* _What the task asks_:
Repeat everything from "The technique showed" down to "into cancer-fighting ones." in the article on the cancer vaccine and immunotherapy, changing "melanoma" to "skin cancer".

* _Source document_:
Cancer treatments have long been limited to things like chemotherapy and radiation therapy, but in recent years more effective methods are emerging. Now, scientists at the University of Konstanz have found that combining two experimental methods – a vaccine and an immunotherapy – helps boost the success rate in mouse models.

The team started with a cancer vaccine, made up of micrometer-sized particles containing a tumor protein and a molecule called a riboxxim. Like any vaccine, the idea is that this will teach the immune system to go on the offensive against the cancer – the riboxxim activates the T cells, and the tumor protein tells them what to attack.

Tests in mice showed a strong anti-tumor response, even at very small doses. But while the response was still detectable eight weeks after vaccination, the tumors began to return after about 30 days. That’s due to a natural process where the body down-regulates the immune system to prevent it going rogue and harming healthy cells.

So the team combined the vaccine with another kind of treatment – an immune checkpoint inhibitor. As the name suggests, these drugs reduce this dampening effect and allow the immune system to continue its crusade against cancer. Alone, this treatment has a success rate of only around 20 percent in humans, but the team found combining the immune checkpoint inhibitor with the vaccine boosted that success rate.

“A major shortcoming of cancer vaccines is the availability of immune stimulants that can be used in humans,” says Marcus Groettrup, senior author of the study. "In combination with the immune checkpoint blockade, our clinically applicable vaccine leads to an increase in the proportion of mice that can be cured of existing tumors to 75 percent.”

The technique showed promise against a range of cancer types too, including prostate cancer, breast cancer and melanoma.

The study adds further evidence to the idea that immunotherapy and vaccines could work well together in the fight against cancer. In one, booster vaccines given a day and a week after CAR-T cell immunotherapy improved outcomes, while in another study checkpoint blockers backed up a drug that converts immune activity-dampening T cells into cancer-fighting ones.

The team says that the new technique is now being tested in a phase 1 trial in humans.

The research was published in the journal Nature Communications.

* _Exercise data_:
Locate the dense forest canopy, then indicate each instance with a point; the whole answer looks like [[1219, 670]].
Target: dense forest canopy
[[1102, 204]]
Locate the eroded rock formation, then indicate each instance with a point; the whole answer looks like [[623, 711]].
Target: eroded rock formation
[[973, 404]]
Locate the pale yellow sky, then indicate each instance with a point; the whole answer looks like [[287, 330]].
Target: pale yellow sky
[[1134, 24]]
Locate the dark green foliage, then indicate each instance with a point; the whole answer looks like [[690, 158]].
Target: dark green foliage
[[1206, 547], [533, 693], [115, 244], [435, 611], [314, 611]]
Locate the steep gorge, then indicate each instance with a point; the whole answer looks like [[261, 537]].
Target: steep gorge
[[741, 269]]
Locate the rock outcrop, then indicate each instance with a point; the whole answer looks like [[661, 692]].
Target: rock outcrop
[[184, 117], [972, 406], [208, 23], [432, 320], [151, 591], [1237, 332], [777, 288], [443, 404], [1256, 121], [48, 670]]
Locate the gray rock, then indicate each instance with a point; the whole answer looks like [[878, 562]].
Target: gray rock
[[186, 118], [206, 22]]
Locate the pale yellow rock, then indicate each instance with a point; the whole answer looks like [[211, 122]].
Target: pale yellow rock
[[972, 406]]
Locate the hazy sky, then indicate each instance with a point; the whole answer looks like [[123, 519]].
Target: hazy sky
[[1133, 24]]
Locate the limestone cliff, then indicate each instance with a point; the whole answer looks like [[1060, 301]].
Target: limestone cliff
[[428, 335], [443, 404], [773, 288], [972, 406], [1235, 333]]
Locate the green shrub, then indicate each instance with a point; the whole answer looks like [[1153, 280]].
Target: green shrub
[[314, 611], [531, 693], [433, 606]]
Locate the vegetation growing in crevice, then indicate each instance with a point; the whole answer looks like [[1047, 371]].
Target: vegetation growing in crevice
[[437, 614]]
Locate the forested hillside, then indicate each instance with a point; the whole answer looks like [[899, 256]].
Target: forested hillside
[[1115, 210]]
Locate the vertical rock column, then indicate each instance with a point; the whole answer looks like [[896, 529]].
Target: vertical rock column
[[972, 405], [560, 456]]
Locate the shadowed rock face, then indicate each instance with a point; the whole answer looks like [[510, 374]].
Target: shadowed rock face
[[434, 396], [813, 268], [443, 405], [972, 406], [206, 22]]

* _Worked solution_:
The technique showed promise against a range of cancer types too, including prostate cancer, breast cancer and skin cancer.

The study adds further evidence to the idea that immunotherapy and vaccines could work well together in the fight against cancer. In one, booster vaccines given a day and a week after CAR-T cell immunotherapy improved outcomes, while in another study checkpoint blockers backed up a drug that converts immune activity-dampening T cells into cancer-fighting ones.